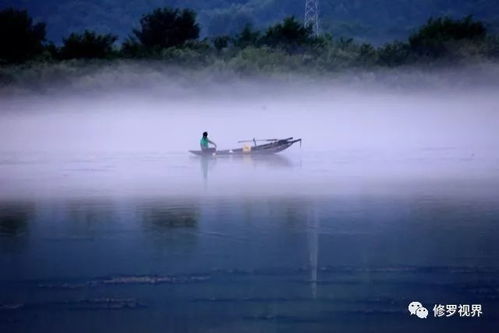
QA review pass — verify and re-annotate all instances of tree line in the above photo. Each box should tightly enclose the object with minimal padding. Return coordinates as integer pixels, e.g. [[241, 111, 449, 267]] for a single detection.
[[0, 7, 499, 70]]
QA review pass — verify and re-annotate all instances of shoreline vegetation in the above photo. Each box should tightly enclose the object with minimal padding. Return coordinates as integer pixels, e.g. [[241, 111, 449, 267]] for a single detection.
[[0, 7, 499, 88]]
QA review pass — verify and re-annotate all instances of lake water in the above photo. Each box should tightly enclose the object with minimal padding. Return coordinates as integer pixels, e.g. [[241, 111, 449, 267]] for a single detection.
[[0, 148, 499, 332]]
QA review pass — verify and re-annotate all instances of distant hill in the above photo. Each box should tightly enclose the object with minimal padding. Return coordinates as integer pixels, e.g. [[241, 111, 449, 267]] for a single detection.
[[0, 0, 499, 43]]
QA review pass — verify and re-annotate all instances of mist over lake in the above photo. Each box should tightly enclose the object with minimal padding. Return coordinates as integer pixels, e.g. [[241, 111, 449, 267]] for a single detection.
[[0, 63, 499, 332]]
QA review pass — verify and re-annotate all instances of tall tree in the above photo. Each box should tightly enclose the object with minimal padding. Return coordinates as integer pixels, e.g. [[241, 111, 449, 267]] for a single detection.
[[409, 16, 487, 57], [0, 8, 45, 63], [262, 16, 315, 52], [133, 8, 199, 48], [60, 30, 118, 59]]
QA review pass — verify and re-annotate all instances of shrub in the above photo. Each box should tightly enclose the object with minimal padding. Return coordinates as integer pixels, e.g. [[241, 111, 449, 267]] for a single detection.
[[0, 8, 45, 63], [60, 30, 118, 59], [133, 8, 199, 49]]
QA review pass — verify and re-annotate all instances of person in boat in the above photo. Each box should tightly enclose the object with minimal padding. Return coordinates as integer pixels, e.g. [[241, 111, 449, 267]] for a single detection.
[[199, 132, 217, 152]]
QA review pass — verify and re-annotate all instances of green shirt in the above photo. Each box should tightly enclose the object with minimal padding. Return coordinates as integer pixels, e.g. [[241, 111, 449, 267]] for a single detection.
[[199, 136, 208, 148]]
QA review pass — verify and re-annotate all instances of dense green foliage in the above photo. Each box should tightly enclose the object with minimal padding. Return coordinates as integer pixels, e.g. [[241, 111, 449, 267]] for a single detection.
[[0, 0, 499, 44], [56, 31, 118, 59], [409, 16, 487, 57], [133, 8, 199, 49], [0, 9, 45, 63], [0, 8, 499, 77]]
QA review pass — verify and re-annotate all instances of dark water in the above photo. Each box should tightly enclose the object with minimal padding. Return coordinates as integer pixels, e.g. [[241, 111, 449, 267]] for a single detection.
[[0, 149, 499, 332]]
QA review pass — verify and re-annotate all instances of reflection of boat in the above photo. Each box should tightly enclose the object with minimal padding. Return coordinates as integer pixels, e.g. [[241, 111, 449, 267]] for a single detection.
[[189, 137, 301, 156]]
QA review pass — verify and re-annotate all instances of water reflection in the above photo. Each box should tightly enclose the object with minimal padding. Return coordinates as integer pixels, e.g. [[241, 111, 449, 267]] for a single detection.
[[0, 202, 35, 236], [307, 208, 320, 299], [138, 203, 199, 233], [0, 193, 499, 331], [197, 154, 293, 182]]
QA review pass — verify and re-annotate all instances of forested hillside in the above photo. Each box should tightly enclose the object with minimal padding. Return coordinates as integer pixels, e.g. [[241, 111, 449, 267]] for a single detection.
[[0, 0, 499, 43]]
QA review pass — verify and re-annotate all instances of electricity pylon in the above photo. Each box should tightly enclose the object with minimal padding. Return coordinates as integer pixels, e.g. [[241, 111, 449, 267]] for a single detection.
[[304, 0, 319, 36]]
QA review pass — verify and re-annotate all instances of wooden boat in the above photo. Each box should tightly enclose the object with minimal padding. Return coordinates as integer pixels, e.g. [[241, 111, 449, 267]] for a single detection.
[[189, 137, 301, 156]]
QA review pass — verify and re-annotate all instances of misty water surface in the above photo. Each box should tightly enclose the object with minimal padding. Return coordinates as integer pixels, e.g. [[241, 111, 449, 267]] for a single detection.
[[0, 68, 499, 332]]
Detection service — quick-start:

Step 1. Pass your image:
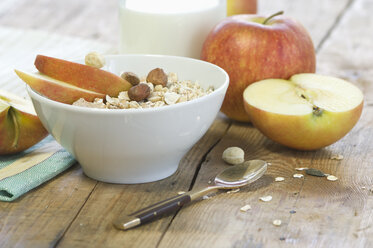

What the task asks: Reproduce all of the material above verbatim, line for line, omitting the pictures.

Result of this task:
QA review pass — verify and re-annotate all instances of tree line in the above photo. Each box should tightly enclose the object with minimal padding. Return coordinates as integer pixels, e.g. [[241, 111, 449, 267]] for a single detection.
[[0, 7, 499, 70]]
QA review pass — verify and re-annotate all instances of shoreline vegetation in the above photo. Each box should tightly enclose the object with minimal padding. Return coordinates as integer pixels, e.g. [[241, 111, 449, 267]] for a single detection.
[[0, 7, 499, 88]]
QA review pass — verify and re-annotate all instances of lake water in the above photo. Each box should tightly enclose the object with minimal padding. Return coordinates as integer pixels, e.g. [[241, 111, 449, 267]] for a single detection.
[[0, 148, 499, 332]]
QA review pass — verify and re-annotate all instances of distant hill in the above photo. Each box should tightly enclose the object with minimal padding. Return coordinates as integer pixels, e.g. [[241, 111, 449, 267]] for a single detection.
[[0, 0, 499, 43]]
QA review pass — verify and re-annotate all instances of mist over lake in the above photo. Each box should tightly enclose the object with minimal padding. Return coordinates as integer pixels, e.g. [[241, 111, 449, 267]] for a single detection.
[[0, 63, 499, 332]]
QA review pass — verify and re-annotate all instances of tall tree in the above photo. Each box should tightly enclose the object with minimal padding. Return coordinates as integer pixels, e.g. [[241, 111, 449, 267]] for a single detection.
[[409, 16, 487, 57], [0, 8, 45, 63], [262, 16, 315, 52], [133, 8, 199, 48], [60, 30, 118, 59]]
QA review pass — verify and re-annotate all instances of shrub in the above photo. Each box should tightly enclose the object with minimal padding. Return coordinates as integer pixels, e.g. [[241, 111, 449, 267]] for a single detection.
[[0, 8, 45, 63], [60, 30, 118, 59], [133, 8, 199, 49]]
QA review pass — verify and re-annotate all instances of person in boat in the above photo. Each box should tightly enclose the object with minimal padding. Return coordinates as integer pixels, e.g. [[241, 111, 449, 267]] for a single detection.
[[199, 132, 217, 152]]
QA review pass — verify and re-annotate all instances of green shirt in the above photo. Each box should tightly enclose the object with minimal padding. Return coordinates as integer pixels, e.g. [[241, 111, 449, 267]] for a single detection.
[[199, 136, 208, 148]]
QA review pass — verify and re-annotate all instances of dense green foliage in the above photo. Each box should tightly enclose the object with minimal padding. Return coordinates as integer pixels, e.g. [[241, 111, 449, 267]] for a single detection.
[[0, 0, 499, 44], [56, 31, 118, 59], [409, 16, 487, 57], [133, 8, 199, 49], [0, 9, 45, 63], [0, 8, 499, 77]]
QA review pass — verify and re-annotate all instances of dark water in the above photo. Each box should tightly enclose the object with minimal padding. Return coordinates as integer pixels, e.g. [[241, 111, 449, 267]] for a single detection.
[[0, 149, 499, 332]]
QA review pass — verify and re-annotate all instances of reflection of boat in the above photo. Each box should tightly enclose the object with minimal padding. Return coordinates as integer pixels, e.g. [[241, 111, 449, 267]] for a single detection.
[[189, 137, 301, 156]]
QA review pass — verify and re-annotate all instances of water reflection in the above photo. Each box should tightly enclose the object with minimal padding. Return coordinates as integer pixels, e.g. [[241, 111, 449, 267]] for a single detection.
[[0, 202, 35, 236], [307, 208, 320, 299], [138, 203, 199, 233], [0, 193, 499, 331], [197, 154, 293, 182]]
QA review pass — verify and re-annotate all instances of forested hillside in the above photo. Each box should tightly enclose the object with minimal padding. Return coordinates as integer pixels, e.g. [[241, 111, 449, 267]] for a single detection.
[[0, 0, 499, 43]]
QA review pass — verify and re-annotate all instances of electricity pylon in the above photo. Each box should tightly enclose the object with minimal padding. Return coordinates as integer pixels, e.g. [[241, 111, 449, 267]] for a single detection.
[[304, 0, 319, 36]]
QA review pass — verify and re-annotate all instances of wooden boat in the above photo. Each box should tightly enclose the object with minimal padding. Return coordinates as integer pixels, e.g. [[241, 111, 449, 267]] for a single detection.
[[189, 137, 301, 156]]
QA review pass — verify and re-annotate all instances of misty water surface in the above photo. Each box should tightly enclose the object with minimal padding. Return coordinates as integer pixels, e.g. [[241, 111, 449, 267]] for a single detection.
[[0, 68, 499, 332]]
Detection service — quick-start:

Step 1. Pass your image:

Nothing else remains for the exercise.